Stored data entries

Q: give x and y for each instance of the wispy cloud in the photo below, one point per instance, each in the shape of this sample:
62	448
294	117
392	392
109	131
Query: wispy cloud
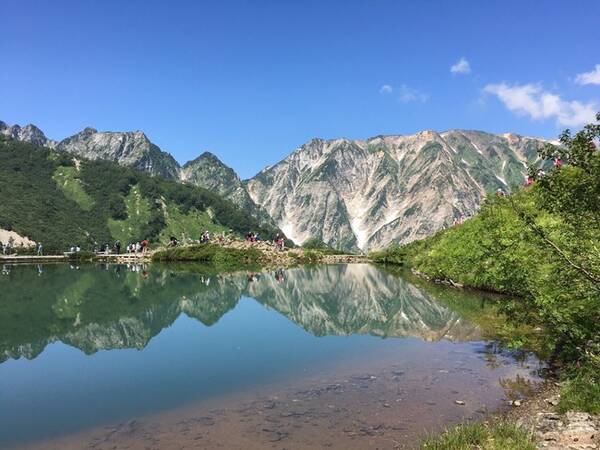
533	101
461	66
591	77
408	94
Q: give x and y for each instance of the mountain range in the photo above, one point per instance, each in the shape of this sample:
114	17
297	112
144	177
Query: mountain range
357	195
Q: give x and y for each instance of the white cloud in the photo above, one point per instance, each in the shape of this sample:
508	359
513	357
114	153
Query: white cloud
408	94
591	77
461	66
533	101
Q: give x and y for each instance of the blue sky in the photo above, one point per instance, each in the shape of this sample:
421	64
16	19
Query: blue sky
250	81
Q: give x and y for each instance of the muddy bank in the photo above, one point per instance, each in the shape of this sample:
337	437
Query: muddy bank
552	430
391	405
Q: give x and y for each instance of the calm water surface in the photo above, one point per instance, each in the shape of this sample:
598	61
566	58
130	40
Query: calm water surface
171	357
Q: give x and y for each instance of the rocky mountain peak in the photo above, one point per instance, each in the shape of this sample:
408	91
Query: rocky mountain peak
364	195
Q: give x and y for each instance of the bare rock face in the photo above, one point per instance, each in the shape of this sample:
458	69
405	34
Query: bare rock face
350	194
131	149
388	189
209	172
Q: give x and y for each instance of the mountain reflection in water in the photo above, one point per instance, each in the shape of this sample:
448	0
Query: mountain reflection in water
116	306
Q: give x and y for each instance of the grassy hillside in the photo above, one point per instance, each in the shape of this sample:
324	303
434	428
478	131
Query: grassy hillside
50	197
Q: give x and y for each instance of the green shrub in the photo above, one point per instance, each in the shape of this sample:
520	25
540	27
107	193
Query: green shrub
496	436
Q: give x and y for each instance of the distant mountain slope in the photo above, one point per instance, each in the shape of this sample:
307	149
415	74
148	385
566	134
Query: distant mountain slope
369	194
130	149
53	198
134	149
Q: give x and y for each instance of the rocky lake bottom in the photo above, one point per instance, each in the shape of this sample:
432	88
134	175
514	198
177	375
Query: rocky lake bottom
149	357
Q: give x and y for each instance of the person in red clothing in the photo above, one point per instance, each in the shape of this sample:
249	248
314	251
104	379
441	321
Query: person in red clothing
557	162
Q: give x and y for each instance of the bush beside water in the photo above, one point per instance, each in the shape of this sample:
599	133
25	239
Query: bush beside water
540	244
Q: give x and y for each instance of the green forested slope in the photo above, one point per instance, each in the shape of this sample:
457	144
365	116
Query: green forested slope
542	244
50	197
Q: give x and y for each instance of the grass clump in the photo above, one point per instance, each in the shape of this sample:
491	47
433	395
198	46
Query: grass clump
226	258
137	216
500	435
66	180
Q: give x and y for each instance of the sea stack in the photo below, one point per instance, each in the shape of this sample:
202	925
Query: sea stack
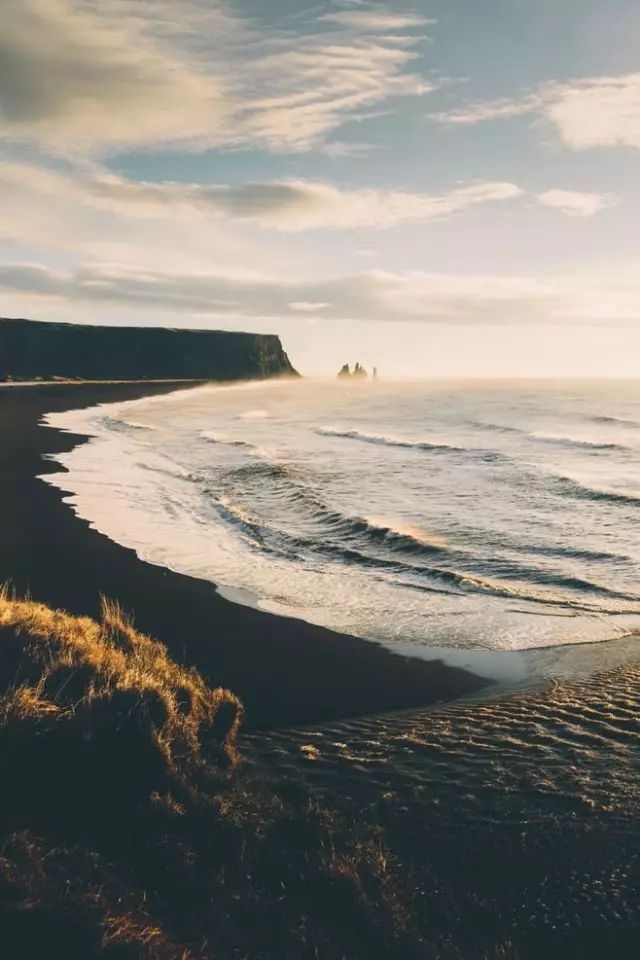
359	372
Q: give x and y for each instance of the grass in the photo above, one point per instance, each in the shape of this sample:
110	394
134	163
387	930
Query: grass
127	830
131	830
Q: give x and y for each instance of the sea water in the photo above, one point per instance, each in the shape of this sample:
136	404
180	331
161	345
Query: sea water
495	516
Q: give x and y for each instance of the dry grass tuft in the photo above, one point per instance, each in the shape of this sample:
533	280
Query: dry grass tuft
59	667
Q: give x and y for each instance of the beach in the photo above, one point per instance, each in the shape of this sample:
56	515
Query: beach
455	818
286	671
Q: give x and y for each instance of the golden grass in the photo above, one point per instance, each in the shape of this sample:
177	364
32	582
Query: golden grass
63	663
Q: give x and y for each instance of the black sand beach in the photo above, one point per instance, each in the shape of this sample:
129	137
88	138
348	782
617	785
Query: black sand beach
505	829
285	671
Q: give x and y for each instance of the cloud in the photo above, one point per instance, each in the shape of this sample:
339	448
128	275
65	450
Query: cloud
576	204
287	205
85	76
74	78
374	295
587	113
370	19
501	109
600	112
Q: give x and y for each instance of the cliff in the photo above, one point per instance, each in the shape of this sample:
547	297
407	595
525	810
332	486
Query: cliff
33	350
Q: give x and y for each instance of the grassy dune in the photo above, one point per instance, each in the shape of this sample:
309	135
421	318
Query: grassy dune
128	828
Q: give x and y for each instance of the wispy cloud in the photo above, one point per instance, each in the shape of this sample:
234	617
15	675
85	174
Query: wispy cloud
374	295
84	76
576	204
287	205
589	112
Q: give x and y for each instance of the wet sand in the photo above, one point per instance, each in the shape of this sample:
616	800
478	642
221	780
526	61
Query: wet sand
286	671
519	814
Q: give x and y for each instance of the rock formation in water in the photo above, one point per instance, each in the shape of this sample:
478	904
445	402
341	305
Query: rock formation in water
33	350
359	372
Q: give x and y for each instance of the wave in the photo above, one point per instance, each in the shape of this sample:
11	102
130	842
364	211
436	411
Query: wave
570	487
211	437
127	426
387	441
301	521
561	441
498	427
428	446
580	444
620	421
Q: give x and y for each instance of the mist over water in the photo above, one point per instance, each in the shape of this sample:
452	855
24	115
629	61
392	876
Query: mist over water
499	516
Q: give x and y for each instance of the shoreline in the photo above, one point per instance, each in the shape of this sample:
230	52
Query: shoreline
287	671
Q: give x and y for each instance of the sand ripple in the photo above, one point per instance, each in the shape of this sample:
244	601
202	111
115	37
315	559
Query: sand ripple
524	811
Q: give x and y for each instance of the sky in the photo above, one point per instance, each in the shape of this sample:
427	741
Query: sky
...
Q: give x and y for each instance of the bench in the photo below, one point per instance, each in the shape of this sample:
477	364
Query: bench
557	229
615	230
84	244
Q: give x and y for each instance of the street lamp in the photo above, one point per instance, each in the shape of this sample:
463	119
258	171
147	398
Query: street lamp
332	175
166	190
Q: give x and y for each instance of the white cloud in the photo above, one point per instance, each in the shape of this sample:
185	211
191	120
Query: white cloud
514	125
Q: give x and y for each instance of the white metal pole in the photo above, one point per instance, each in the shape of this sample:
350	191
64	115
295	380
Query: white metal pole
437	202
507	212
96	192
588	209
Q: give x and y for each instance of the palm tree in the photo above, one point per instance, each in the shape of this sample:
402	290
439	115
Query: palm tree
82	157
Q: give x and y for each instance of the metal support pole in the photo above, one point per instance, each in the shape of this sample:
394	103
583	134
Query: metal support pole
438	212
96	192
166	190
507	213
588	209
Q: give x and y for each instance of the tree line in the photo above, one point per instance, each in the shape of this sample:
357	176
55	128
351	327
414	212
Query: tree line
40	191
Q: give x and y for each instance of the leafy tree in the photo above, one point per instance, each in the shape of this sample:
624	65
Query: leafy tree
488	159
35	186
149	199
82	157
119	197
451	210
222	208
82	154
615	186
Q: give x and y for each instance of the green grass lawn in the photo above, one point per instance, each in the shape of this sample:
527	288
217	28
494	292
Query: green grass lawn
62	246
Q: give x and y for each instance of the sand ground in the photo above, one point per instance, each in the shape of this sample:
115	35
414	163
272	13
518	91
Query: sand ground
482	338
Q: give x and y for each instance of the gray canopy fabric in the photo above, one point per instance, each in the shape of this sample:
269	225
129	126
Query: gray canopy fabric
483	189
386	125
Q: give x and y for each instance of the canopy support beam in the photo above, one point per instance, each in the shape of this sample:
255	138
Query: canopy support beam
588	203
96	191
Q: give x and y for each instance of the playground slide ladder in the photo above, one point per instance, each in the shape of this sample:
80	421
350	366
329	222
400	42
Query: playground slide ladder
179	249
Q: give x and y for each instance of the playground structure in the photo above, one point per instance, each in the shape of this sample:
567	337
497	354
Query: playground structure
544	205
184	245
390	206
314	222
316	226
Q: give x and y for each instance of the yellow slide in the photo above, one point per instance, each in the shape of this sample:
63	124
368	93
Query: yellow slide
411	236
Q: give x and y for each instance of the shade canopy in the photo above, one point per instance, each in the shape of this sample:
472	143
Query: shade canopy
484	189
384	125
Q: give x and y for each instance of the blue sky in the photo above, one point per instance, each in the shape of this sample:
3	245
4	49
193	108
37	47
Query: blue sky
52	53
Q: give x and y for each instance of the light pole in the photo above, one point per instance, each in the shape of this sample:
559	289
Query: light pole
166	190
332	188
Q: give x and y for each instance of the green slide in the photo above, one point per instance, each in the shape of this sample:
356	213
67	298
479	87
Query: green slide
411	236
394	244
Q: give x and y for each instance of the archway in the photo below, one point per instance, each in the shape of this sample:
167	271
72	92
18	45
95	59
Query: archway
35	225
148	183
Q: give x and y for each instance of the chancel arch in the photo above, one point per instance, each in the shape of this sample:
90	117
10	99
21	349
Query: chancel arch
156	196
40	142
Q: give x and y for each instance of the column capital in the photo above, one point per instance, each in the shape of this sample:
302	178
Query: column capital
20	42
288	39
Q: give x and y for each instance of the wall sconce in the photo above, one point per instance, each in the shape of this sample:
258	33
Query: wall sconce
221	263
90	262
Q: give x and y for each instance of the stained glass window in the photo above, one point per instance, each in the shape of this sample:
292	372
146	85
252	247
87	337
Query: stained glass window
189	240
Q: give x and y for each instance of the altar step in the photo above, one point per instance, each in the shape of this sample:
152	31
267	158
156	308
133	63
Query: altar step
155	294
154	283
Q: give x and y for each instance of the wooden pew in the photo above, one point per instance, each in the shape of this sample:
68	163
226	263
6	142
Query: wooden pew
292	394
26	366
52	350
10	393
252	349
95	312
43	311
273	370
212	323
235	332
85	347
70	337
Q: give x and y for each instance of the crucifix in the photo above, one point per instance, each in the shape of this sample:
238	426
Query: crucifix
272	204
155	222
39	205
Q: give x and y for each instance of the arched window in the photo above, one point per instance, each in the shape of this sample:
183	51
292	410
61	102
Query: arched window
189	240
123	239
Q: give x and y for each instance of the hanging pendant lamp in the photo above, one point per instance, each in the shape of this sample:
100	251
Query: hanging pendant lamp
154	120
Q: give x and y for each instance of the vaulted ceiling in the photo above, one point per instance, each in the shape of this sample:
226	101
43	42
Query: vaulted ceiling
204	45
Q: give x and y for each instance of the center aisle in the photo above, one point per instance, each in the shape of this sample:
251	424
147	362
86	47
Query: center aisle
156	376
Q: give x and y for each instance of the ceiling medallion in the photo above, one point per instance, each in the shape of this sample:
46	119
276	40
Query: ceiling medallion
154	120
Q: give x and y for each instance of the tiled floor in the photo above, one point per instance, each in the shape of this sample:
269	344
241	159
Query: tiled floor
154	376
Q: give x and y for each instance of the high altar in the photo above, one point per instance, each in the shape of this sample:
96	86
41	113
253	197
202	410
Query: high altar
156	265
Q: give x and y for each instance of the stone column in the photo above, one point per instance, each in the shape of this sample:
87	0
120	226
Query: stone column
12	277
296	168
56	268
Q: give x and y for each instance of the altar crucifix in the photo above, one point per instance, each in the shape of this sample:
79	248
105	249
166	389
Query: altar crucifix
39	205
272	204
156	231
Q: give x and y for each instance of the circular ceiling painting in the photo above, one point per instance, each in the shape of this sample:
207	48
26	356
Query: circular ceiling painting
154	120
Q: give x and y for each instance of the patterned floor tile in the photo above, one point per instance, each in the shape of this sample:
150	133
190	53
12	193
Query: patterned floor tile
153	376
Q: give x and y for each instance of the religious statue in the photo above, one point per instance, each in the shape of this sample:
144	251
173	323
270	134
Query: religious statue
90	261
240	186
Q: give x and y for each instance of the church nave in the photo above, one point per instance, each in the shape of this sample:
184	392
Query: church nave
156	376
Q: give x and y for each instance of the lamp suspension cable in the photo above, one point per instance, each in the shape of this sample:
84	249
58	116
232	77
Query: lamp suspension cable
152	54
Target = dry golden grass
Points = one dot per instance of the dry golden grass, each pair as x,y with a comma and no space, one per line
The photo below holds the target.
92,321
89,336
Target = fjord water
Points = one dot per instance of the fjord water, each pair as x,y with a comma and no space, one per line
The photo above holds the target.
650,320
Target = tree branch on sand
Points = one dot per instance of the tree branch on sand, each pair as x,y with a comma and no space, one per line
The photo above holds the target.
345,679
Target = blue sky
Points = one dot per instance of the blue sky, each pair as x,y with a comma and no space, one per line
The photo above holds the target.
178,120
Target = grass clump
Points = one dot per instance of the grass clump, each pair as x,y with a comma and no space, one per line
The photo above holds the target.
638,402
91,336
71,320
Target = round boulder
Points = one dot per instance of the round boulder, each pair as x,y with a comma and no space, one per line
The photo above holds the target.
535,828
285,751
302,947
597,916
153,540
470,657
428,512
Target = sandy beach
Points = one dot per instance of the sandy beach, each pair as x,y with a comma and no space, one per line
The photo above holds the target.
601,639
...
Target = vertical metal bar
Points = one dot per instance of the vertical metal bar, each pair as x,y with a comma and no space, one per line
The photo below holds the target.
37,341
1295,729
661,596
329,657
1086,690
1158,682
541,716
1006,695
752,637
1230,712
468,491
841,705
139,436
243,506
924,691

» BRIEF:
Your answer must be the count of lines in the data that contain "branch", with no added words.

» ANSWER BOX:
2